• **RECORDS SUPPLIED**:
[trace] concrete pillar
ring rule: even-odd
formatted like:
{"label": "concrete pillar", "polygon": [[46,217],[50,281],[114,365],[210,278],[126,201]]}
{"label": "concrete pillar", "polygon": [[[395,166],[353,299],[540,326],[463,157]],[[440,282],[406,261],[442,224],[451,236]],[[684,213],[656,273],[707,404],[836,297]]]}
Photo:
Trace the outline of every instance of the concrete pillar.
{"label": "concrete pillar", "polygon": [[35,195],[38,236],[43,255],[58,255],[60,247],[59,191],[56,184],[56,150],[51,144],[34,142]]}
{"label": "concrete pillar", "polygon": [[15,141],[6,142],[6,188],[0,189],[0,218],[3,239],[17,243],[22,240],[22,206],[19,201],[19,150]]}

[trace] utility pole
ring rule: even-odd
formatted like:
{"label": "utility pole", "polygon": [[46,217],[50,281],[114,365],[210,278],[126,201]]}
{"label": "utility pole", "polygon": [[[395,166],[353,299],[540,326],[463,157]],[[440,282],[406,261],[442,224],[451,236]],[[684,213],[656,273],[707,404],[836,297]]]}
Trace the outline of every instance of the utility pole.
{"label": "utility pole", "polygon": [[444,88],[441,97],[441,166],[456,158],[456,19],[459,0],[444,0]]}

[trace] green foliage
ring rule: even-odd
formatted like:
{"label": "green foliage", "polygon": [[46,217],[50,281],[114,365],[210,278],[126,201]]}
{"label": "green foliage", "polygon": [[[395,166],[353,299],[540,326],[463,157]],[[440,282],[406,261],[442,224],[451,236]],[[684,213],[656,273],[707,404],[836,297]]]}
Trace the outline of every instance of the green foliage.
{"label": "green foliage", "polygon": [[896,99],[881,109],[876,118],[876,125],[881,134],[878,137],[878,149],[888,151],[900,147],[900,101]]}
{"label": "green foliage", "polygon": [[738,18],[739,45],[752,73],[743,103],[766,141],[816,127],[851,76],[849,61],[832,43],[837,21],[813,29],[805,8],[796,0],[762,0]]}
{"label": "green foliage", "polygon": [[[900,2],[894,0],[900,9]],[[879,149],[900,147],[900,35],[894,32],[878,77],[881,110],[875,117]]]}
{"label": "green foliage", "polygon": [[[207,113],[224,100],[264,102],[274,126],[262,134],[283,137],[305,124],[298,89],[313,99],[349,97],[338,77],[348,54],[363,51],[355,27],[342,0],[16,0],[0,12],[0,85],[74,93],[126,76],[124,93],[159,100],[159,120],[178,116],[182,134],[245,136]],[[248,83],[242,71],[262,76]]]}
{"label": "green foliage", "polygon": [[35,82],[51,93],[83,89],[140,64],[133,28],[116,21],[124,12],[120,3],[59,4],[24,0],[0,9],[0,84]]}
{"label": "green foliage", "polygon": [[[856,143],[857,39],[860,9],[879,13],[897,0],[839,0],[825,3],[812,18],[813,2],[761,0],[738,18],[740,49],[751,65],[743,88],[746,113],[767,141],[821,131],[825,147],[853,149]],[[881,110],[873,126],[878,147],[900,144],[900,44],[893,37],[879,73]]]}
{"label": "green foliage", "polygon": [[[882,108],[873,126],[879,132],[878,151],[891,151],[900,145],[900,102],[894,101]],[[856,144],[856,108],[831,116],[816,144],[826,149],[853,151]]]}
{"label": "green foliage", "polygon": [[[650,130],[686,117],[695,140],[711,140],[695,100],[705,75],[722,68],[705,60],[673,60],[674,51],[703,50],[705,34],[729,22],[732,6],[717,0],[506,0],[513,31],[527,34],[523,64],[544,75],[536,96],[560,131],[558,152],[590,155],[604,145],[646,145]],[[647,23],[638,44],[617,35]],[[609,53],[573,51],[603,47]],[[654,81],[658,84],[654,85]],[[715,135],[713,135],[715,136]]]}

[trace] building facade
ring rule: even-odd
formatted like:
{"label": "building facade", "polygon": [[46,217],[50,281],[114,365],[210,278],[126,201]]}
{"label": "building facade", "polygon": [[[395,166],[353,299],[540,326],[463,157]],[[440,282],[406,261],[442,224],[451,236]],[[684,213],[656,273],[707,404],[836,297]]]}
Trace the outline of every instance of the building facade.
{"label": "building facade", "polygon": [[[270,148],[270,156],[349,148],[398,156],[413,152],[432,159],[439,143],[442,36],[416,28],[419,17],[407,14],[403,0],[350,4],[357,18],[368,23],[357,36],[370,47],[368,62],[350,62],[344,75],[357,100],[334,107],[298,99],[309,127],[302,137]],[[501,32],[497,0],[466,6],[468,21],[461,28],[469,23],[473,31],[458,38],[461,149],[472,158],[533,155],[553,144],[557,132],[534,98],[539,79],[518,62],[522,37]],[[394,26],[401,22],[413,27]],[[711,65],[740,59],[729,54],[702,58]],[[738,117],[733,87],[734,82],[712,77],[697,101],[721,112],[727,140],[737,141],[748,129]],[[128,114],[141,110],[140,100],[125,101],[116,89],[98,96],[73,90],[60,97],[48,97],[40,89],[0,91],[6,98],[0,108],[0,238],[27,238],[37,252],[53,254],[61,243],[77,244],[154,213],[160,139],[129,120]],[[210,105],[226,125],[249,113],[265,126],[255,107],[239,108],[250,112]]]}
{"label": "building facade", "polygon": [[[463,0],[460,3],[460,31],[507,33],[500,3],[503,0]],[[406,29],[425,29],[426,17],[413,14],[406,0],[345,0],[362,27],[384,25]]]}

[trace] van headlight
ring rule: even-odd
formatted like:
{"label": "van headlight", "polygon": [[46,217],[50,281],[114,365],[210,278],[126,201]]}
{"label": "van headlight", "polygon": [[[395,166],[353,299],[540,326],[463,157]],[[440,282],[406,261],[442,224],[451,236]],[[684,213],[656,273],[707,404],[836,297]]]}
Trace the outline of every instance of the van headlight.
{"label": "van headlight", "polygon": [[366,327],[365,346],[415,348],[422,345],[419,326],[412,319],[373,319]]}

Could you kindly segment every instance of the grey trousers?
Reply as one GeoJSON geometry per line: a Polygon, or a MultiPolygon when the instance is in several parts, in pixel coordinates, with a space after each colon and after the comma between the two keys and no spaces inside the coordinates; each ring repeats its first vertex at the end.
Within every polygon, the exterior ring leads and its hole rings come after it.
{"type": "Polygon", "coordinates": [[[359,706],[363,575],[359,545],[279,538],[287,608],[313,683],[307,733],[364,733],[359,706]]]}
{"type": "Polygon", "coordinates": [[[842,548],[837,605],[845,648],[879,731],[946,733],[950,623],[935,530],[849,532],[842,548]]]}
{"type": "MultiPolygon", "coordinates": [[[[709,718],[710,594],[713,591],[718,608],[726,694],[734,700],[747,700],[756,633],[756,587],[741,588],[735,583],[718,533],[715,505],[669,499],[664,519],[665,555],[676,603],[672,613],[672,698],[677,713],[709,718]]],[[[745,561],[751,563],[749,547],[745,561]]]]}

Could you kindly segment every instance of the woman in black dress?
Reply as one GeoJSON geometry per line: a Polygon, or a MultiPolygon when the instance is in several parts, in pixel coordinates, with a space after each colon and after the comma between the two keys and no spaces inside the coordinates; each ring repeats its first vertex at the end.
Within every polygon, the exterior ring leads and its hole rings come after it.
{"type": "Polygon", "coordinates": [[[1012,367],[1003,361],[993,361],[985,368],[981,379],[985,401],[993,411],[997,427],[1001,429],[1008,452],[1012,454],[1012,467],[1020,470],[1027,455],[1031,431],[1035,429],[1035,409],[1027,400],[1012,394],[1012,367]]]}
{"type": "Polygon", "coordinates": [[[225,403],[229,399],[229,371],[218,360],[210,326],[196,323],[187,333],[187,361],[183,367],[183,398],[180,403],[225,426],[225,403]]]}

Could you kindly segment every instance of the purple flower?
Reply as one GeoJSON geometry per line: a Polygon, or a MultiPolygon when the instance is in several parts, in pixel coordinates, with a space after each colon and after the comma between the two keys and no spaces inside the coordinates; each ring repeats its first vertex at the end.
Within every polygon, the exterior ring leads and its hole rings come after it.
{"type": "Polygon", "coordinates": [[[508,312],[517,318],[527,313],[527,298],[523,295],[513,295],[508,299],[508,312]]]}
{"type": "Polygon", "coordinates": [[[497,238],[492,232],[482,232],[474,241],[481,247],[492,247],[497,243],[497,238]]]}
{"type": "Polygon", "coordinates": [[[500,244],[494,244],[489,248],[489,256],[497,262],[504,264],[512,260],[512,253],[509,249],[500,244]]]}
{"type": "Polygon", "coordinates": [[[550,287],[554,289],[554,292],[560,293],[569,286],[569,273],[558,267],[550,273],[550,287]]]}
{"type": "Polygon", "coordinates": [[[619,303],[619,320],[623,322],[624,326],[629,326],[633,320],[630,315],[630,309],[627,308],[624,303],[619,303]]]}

• **WHAT THE EXERCISE ASKS**: Select, from the listing, all lines that include the word "segment".

• **RESULT FOR THIS EXERCISE**:
Could you kindly segment every instance of the grey trousers?
Could you kindly segment every instance of the woman in black dress?
Could you kindly segment every instance of the purple flower?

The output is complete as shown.